:: WORK TO BE COMPLETED ::
All lines in the records below that hold "canyon" are to be shown.

:: Data excerpts ::
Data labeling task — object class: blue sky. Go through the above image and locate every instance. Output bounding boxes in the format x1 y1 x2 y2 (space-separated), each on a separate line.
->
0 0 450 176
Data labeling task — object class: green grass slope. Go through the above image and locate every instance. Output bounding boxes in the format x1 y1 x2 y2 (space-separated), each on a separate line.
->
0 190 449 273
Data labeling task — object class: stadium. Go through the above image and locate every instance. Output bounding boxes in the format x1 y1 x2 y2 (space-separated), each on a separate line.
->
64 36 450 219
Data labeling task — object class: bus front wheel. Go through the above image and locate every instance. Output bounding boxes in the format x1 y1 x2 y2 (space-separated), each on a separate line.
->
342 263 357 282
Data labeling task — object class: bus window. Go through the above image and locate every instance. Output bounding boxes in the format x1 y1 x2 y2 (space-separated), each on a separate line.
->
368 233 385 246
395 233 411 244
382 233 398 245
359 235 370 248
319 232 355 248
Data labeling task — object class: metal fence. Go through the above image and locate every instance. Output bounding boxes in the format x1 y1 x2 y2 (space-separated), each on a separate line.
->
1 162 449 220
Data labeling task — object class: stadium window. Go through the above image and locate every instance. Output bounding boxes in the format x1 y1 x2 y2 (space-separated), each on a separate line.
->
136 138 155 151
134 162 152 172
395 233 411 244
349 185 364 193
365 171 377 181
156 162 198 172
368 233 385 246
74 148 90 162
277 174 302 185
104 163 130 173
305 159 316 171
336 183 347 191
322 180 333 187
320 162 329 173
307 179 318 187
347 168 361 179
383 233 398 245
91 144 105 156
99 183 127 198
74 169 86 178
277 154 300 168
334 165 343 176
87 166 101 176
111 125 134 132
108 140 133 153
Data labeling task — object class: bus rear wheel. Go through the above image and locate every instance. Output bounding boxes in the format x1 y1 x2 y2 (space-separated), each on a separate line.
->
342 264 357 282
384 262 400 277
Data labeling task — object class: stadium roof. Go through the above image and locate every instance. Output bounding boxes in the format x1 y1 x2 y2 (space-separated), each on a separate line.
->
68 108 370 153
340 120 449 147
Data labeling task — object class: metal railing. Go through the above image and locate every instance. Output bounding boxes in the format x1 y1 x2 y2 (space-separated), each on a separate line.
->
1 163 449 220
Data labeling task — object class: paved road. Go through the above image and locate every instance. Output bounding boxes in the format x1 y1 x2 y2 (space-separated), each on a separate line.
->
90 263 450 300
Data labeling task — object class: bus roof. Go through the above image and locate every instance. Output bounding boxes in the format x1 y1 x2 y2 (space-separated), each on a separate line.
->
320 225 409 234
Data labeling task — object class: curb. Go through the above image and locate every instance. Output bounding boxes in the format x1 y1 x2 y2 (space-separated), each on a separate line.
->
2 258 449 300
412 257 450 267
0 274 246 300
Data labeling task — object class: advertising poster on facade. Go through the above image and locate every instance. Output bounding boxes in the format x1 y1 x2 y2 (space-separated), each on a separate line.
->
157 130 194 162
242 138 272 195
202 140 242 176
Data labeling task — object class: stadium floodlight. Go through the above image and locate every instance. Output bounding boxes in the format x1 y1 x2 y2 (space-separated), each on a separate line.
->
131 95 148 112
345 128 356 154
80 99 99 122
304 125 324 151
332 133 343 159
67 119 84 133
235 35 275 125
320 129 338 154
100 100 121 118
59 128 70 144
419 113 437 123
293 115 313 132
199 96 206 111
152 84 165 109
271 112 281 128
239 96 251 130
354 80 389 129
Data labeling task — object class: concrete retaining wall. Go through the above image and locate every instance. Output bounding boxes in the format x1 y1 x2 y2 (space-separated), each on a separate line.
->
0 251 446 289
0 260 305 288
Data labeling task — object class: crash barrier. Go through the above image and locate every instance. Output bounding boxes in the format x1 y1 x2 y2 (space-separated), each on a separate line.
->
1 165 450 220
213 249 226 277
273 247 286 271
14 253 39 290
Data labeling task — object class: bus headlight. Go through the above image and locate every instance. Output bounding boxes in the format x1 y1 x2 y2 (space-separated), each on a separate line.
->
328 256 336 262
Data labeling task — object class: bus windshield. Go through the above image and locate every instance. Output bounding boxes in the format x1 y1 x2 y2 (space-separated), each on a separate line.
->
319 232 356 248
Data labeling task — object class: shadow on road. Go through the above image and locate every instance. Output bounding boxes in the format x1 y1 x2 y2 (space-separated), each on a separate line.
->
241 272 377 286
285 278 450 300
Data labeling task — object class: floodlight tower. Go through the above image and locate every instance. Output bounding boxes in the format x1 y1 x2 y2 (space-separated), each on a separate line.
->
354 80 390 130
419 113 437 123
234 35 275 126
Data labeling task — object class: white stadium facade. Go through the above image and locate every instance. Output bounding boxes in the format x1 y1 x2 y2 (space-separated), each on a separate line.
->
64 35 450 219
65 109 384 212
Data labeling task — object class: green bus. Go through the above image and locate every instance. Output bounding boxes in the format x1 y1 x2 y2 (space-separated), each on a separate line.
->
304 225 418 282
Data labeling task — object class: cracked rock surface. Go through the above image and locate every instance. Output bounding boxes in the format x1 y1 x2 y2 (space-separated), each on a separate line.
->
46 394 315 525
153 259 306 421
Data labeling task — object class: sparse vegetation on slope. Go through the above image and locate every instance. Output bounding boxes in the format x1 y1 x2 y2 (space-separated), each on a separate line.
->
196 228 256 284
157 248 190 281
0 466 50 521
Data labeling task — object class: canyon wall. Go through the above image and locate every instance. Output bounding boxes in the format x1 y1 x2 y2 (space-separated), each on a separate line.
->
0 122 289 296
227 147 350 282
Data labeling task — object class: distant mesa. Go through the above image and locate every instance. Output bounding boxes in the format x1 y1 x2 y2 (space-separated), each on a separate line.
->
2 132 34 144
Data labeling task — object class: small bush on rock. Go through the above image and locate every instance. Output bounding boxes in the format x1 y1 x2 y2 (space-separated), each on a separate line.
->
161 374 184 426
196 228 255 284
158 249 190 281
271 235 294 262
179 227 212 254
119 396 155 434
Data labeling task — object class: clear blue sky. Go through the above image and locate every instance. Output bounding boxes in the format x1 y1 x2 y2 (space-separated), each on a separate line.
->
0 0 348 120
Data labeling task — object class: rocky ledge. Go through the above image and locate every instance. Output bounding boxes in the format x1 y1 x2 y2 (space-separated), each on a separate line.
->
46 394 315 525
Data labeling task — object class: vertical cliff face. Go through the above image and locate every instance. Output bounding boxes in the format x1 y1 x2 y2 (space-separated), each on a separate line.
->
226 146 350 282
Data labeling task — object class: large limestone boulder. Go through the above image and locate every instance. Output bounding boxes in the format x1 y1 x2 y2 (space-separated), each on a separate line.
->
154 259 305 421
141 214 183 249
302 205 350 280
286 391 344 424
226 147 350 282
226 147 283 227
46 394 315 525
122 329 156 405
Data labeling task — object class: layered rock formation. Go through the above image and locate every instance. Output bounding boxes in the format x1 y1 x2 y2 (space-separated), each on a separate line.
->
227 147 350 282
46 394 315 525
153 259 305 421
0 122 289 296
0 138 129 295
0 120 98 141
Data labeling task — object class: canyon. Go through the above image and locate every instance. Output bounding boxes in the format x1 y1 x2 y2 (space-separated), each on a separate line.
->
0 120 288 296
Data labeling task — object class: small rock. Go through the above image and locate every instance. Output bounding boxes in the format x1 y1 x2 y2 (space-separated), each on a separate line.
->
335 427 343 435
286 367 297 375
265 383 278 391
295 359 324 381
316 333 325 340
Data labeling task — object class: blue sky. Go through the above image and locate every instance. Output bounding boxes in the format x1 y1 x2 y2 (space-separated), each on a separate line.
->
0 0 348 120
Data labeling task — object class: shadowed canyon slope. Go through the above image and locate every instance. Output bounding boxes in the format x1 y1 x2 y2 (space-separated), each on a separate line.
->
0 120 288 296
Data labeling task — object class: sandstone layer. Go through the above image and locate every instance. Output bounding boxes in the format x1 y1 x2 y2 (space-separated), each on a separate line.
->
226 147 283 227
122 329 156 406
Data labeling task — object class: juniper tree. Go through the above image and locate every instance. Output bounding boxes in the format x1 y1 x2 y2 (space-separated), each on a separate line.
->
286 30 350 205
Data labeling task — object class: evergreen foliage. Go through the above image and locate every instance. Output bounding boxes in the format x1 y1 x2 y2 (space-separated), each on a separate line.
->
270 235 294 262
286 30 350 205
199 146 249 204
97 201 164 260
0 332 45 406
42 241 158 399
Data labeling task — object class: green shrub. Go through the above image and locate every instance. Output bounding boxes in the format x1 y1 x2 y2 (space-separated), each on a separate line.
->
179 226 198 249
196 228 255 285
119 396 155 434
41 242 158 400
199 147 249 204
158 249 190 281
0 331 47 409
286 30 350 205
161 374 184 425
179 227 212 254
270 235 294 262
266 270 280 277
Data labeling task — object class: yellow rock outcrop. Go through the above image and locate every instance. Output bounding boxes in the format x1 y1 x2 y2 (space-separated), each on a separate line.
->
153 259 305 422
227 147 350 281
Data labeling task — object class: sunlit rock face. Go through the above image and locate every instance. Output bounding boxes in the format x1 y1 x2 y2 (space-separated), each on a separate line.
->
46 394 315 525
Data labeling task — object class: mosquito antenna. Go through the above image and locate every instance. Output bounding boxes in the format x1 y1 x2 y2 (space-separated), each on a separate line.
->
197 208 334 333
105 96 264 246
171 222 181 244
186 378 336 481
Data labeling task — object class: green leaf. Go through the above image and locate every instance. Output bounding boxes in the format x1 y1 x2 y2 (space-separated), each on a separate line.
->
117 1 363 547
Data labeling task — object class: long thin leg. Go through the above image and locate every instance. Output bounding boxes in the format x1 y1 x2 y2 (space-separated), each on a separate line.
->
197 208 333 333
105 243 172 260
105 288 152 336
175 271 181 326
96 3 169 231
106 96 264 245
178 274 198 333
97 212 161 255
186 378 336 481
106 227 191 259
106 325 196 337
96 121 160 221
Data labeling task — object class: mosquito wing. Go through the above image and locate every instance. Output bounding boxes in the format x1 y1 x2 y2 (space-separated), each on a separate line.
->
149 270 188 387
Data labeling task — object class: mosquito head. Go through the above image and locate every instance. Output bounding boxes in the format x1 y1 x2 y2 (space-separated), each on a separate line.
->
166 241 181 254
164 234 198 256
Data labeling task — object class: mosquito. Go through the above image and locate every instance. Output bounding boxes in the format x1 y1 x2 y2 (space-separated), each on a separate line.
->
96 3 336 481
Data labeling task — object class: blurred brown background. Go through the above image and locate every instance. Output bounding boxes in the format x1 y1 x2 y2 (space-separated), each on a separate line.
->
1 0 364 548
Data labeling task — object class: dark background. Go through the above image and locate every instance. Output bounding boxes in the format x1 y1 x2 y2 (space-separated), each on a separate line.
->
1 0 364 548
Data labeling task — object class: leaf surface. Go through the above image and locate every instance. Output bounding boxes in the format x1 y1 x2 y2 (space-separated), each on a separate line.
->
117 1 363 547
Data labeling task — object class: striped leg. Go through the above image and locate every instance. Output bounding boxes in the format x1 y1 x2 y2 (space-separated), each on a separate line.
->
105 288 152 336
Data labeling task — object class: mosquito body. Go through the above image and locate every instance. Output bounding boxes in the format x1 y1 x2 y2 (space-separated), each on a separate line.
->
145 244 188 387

:: RESULT ::
Data labeling task — object class: canyon wall. Go through the above image and locate every instance. Output bounding boxes in the format x1 y1 x2 y2 (space-separated), each on a separate line.
Data labeling task — object class: canyon. Go through the above image and locate every instance. Output bounding boxes in the format x1 y1 x2 y2 (space-separated), each on a separate line.
Data labeling task — object class: shadowed canyon slope. Go through the above image and locate every instance. Output bounding boxes in the format x1 y1 x2 y2 (space-separated), each on a separate line.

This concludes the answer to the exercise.